# PROVIDED DATA start

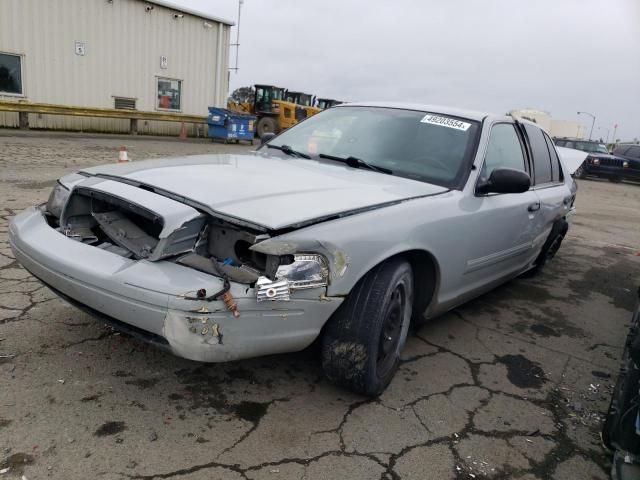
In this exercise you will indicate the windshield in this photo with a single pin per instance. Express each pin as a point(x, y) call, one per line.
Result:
point(423, 146)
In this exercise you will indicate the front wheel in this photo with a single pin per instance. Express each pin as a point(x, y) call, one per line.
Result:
point(362, 341)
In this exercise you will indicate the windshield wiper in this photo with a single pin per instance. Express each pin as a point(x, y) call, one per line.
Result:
point(356, 162)
point(288, 150)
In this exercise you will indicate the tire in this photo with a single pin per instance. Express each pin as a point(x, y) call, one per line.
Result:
point(579, 173)
point(362, 341)
point(266, 125)
point(551, 245)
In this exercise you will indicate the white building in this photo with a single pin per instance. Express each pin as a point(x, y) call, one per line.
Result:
point(555, 128)
point(147, 55)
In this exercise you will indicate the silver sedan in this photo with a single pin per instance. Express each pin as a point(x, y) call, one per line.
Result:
point(352, 225)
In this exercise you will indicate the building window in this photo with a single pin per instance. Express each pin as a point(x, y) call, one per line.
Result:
point(123, 103)
point(169, 94)
point(10, 74)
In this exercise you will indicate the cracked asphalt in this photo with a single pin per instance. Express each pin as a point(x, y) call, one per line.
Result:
point(512, 385)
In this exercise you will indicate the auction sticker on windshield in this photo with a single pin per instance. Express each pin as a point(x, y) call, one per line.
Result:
point(445, 122)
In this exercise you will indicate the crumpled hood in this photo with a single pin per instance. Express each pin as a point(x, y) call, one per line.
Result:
point(272, 192)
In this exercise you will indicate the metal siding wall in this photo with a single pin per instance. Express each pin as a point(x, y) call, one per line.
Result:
point(123, 48)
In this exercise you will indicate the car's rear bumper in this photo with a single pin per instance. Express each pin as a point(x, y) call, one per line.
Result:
point(150, 297)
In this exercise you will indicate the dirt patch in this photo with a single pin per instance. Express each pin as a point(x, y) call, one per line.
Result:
point(16, 463)
point(250, 411)
point(618, 282)
point(91, 398)
point(522, 372)
point(110, 428)
point(143, 383)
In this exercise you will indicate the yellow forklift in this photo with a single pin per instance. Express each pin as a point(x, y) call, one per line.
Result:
point(324, 103)
point(304, 104)
point(274, 113)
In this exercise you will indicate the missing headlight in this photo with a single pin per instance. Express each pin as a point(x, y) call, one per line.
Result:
point(57, 199)
point(301, 272)
point(306, 271)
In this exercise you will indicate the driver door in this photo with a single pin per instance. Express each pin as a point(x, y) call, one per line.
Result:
point(501, 226)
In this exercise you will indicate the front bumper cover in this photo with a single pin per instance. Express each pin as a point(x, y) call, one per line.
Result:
point(149, 296)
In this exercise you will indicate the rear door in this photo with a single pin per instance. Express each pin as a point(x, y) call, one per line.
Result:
point(553, 194)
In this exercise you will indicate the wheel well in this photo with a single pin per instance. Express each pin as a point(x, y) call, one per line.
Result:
point(425, 279)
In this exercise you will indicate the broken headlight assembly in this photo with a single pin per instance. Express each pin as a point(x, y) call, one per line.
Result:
point(57, 200)
point(301, 272)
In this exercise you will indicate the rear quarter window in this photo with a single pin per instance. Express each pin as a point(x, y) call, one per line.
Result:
point(541, 158)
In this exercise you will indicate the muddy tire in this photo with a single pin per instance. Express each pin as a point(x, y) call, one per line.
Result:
point(362, 341)
point(266, 125)
point(551, 245)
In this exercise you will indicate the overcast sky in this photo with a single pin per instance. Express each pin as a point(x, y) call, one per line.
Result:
point(561, 56)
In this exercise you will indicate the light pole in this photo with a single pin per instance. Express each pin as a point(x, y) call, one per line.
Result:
point(603, 128)
point(237, 44)
point(593, 121)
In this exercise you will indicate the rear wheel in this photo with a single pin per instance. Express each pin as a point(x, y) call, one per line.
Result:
point(362, 341)
point(266, 125)
point(552, 244)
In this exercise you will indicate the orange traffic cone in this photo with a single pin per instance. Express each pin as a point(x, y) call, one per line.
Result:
point(122, 155)
point(183, 132)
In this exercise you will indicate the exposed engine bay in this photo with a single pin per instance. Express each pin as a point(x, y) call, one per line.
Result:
point(198, 240)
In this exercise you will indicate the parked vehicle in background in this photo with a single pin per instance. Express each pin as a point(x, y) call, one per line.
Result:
point(268, 104)
point(601, 163)
point(621, 429)
point(350, 225)
point(324, 103)
point(630, 154)
point(304, 104)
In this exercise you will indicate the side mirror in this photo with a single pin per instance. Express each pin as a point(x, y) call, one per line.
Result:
point(266, 137)
point(506, 180)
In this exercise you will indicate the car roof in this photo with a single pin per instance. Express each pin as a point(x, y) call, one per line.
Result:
point(570, 139)
point(456, 112)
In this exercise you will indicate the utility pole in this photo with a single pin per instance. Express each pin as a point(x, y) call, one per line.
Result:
point(237, 44)
point(608, 131)
point(593, 121)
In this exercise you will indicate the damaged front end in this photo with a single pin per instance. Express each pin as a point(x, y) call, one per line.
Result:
point(213, 289)
point(137, 223)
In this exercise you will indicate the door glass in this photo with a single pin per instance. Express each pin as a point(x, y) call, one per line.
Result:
point(556, 170)
point(503, 151)
point(541, 158)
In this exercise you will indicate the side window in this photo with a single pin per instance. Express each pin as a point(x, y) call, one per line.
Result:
point(503, 150)
point(541, 158)
point(556, 169)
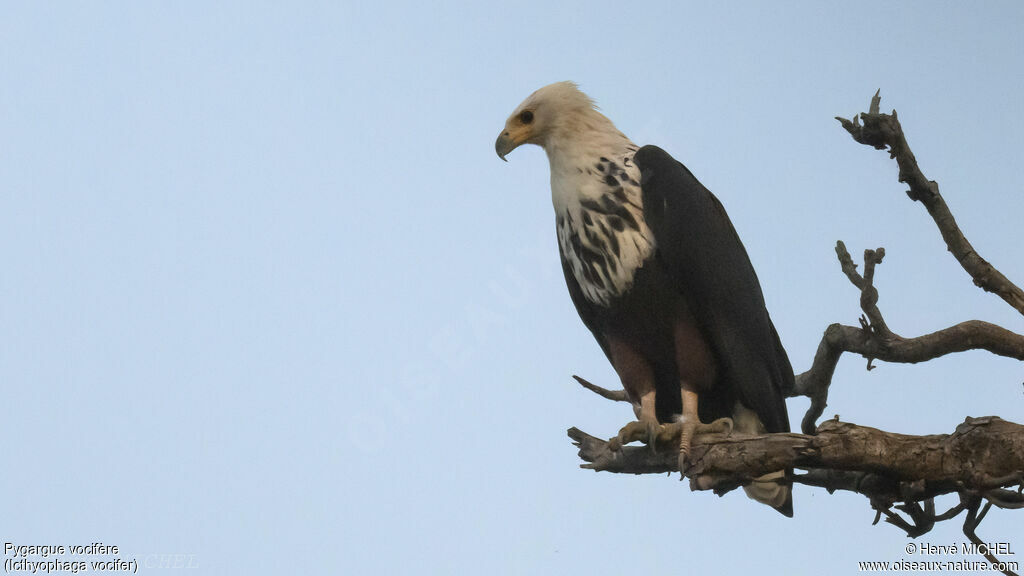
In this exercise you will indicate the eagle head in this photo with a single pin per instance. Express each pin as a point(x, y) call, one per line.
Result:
point(543, 115)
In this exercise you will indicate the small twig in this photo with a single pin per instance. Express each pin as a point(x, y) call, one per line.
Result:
point(971, 524)
point(617, 396)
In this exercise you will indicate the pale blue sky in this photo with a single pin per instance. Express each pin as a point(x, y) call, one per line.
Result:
point(268, 298)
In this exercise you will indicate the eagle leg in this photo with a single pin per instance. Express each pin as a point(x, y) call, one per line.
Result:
point(644, 428)
point(691, 425)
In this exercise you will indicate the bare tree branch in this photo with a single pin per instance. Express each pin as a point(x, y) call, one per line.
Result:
point(882, 130)
point(981, 455)
point(875, 340)
point(900, 475)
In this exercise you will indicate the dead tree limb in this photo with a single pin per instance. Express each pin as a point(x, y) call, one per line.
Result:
point(897, 472)
point(882, 130)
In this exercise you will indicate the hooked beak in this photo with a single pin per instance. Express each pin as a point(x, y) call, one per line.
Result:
point(505, 145)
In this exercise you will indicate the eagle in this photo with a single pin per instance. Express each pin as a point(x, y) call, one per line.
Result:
point(660, 278)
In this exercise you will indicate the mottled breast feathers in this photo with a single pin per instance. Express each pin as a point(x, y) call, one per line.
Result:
point(601, 232)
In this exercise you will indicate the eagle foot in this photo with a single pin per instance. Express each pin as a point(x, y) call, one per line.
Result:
point(689, 428)
point(643, 429)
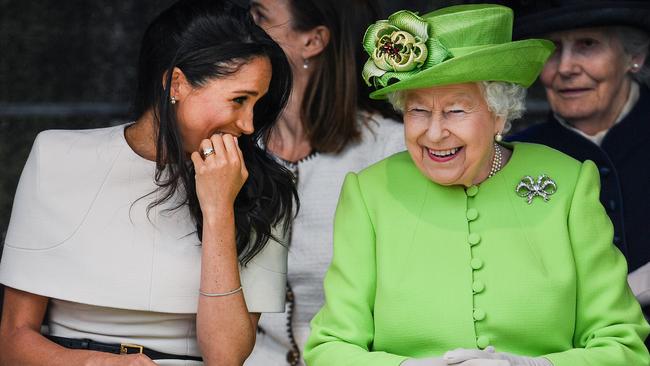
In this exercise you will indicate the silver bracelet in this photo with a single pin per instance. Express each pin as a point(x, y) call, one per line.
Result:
point(220, 294)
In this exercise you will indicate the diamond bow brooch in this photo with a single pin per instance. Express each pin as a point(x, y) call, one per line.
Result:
point(529, 188)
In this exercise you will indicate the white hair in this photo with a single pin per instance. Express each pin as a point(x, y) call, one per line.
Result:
point(636, 42)
point(506, 100)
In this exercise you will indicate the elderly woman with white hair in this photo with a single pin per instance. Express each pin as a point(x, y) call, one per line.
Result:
point(465, 250)
point(597, 84)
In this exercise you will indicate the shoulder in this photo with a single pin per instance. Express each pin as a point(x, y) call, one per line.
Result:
point(375, 127)
point(544, 155)
point(536, 133)
point(67, 141)
point(391, 176)
point(535, 160)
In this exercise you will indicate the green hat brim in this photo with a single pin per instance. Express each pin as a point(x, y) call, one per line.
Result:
point(517, 62)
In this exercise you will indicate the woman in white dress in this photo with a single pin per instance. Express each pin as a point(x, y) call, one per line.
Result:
point(329, 128)
point(154, 242)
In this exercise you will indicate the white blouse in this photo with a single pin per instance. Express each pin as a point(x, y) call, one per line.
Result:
point(81, 235)
point(320, 178)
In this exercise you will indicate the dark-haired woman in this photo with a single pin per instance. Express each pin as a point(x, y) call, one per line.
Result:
point(330, 127)
point(104, 228)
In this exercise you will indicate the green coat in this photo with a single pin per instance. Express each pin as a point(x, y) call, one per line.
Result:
point(420, 269)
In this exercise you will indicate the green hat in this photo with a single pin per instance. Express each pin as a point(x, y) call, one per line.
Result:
point(458, 44)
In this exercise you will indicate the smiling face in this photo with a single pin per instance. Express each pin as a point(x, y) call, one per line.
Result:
point(586, 78)
point(274, 16)
point(449, 133)
point(223, 105)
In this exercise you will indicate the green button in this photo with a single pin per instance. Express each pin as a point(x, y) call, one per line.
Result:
point(476, 263)
point(482, 342)
point(471, 191)
point(478, 286)
point(479, 315)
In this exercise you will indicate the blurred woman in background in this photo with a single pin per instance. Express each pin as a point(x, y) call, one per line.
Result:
point(597, 86)
point(329, 127)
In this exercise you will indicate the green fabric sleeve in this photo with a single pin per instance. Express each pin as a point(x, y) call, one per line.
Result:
point(610, 327)
point(342, 331)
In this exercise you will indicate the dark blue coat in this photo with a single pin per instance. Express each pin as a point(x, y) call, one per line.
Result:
point(623, 160)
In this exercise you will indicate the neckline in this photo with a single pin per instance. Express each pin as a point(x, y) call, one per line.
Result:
point(294, 164)
point(125, 144)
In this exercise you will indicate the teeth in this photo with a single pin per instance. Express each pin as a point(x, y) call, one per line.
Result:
point(444, 153)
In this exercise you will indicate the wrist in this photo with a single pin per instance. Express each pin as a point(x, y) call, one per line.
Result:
point(217, 214)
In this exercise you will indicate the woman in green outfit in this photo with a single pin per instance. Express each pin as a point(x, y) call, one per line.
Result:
point(466, 250)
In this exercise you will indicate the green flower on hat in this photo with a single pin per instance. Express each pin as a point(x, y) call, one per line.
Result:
point(399, 48)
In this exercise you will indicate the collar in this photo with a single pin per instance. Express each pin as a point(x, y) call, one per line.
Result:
point(632, 99)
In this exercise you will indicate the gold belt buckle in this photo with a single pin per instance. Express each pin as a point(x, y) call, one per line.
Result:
point(125, 347)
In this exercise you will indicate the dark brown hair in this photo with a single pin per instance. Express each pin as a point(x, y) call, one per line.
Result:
point(336, 92)
point(208, 40)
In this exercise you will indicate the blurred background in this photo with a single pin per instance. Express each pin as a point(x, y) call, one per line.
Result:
point(71, 64)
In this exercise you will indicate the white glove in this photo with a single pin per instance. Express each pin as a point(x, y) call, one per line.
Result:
point(639, 281)
point(460, 355)
point(424, 362)
point(442, 362)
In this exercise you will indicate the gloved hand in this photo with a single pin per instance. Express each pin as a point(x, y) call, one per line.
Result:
point(424, 362)
point(639, 281)
point(442, 362)
point(458, 356)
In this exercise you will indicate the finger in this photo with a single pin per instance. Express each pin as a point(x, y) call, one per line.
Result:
point(207, 146)
point(217, 144)
point(484, 362)
point(197, 160)
point(231, 147)
point(239, 152)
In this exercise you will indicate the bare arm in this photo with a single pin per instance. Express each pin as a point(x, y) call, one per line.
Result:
point(21, 342)
point(225, 328)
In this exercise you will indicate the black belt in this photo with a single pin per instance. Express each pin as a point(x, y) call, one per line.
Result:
point(119, 349)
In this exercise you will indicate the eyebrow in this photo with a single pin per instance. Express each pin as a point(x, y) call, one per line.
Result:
point(249, 92)
point(257, 4)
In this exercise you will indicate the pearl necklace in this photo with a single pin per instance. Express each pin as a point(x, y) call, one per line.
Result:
point(497, 160)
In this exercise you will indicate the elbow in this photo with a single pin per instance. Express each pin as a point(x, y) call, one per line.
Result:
point(9, 340)
point(226, 353)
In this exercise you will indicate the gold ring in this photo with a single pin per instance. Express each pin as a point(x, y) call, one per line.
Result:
point(207, 152)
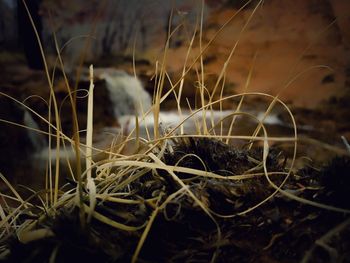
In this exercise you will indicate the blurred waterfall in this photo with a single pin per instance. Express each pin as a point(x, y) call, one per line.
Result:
point(126, 93)
point(38, 142)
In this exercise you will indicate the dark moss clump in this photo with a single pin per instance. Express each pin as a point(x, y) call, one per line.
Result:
point(281, 230)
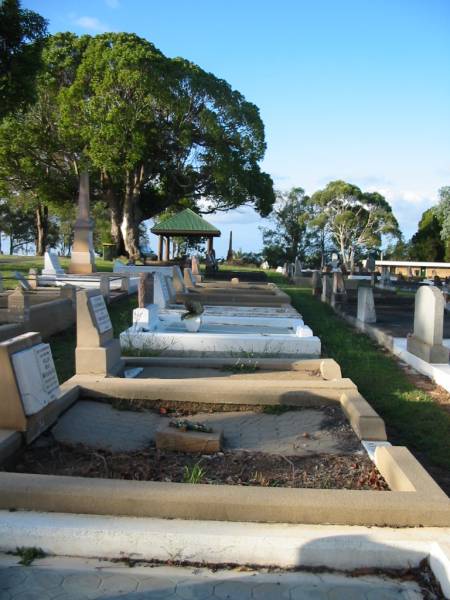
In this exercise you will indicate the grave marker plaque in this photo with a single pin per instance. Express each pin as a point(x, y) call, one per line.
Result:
point(36, 377)
point(100, 313)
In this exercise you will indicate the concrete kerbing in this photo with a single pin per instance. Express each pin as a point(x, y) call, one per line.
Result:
point(221, 502)
point(366, 423)
point(281, 545)
point(404, 473)
point(326, 365)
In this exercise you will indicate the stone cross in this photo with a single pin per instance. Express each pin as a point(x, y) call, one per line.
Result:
point(177, 279)
point(51, 265)
point(326, 288)
point(22, 281)
point(316, 283)
point(82, 257)
point(426, 341)
point(366, 305)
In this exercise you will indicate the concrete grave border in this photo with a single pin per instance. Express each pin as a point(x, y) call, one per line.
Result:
point(414, 500)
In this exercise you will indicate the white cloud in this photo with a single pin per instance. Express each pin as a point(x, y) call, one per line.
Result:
point(92, 24)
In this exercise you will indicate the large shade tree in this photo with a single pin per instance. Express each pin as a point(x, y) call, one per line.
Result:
point(153, 132)
point(356, 220)
point(160, 131)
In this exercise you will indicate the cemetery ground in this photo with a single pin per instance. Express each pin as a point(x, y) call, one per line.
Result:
point(415, 410)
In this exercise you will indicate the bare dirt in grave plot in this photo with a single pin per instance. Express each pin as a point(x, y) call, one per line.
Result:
point(354, 471)
point(286, 448)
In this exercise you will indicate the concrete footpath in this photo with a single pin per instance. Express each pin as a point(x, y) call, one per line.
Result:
point(57, 578)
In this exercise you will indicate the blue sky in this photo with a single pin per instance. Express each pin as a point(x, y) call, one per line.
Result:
point(348, 89)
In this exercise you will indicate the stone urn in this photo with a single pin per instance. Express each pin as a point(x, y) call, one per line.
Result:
point(193, 323)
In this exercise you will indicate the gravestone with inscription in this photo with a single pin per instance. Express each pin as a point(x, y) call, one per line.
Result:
point(29, 385)
point(177, 280)
point(22, 281)
point(52, 265)
point(18, 306)
point(97, 352)
point(366, 305)
point(195, 267)
point(188, 278)
point(426, 341)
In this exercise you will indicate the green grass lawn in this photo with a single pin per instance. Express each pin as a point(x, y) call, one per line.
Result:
point(63, 344)
point(411, 415)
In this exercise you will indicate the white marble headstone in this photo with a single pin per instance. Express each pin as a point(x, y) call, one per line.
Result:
point(36, 377)
point(161, 295)
point(22, 281)
point(101, 314)
point(52, 265)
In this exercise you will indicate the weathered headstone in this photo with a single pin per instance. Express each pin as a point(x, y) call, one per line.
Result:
point(22, 281)
point(51, 265)
point(82, 259)
point(326, 288)
point(338, 293)
point(188, 278)
point(366, 305)
point(370, 264)
point(97, 351)
point(171, 289)
point(177, 280)
point(426, 341)
point(334, 261)
point(316, 283)
point(36, 377)
point(18, 306)
point(29, 383)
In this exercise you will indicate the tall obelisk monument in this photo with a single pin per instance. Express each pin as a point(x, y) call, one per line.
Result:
point(82, 257)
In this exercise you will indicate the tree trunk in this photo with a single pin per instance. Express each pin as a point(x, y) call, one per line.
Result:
point(130, 221)
point(41, 229)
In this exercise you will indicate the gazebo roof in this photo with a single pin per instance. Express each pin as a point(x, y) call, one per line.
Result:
point(186, 222)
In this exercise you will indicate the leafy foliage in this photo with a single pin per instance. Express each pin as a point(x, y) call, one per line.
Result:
point(356, 220)
point(21, 35)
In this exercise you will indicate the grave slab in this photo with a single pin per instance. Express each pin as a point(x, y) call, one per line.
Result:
point(171, 438)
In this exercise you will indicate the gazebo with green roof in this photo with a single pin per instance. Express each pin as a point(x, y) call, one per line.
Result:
point(185, 223)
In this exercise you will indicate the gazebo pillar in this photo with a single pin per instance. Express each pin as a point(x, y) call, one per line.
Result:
point(167, 249)
point(160, 245)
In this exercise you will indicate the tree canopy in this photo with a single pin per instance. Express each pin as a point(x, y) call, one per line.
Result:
point(21, 35)
point(154, 133)
point(356, 220)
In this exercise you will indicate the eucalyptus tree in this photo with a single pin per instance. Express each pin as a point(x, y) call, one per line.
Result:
point(356, 220)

# PROVIDED DATA end

_JOB_: Reproduce the records beginning with the line that contains "In this exercise you will indicate the small" and continuing through the line that contains "point(660, 278)", replacing "eagle" with "hawk" and keeping everything else the same.

_WRITTEN ANSWER_:
In this exercise you will indicate the small twig in this photo with a single pin per instance. Express each pin as a point(x, y) call, one per line.
Result:
point(971, 524)
point(617, 396)
In this exercise you will indicate the pale blue sky in this photo with a single pin per instance. Express each pin as a point(x, y) call, one per line.
Result:
point(268, 298)
In this exercise you will indicate the hawk leg in this photo with a single pin per instance. Express each pin as a point(x, y) call, one per line.
Result:
point(644, 428)
point(691, 425)
In this exercise you will indicate the bare tree branch in this photo with a single pin per instance. Express each pin as a point(x, y) call, one per line.
Result:
point(882, 130)
point(981, 455)
point(875, 340)
point(900, 475)
In this exercise you will indicate the dead tree limb in this photo with a single pin per instance. Express each pin as a point(x, y) call, one per line.
Result:
point(897, 472)
point(882, 130)
In this exercise you will indicate the hooked beak in this photo with a single pin per instance. Express each pin as a point(x, y) call, one per line.
Result:
point(505, 145)
In this exercise you will indicate the hawk in this photo with a single pin per instance. Express each pin as a point(x, y) call, one per line.
Result:
point(660, 278)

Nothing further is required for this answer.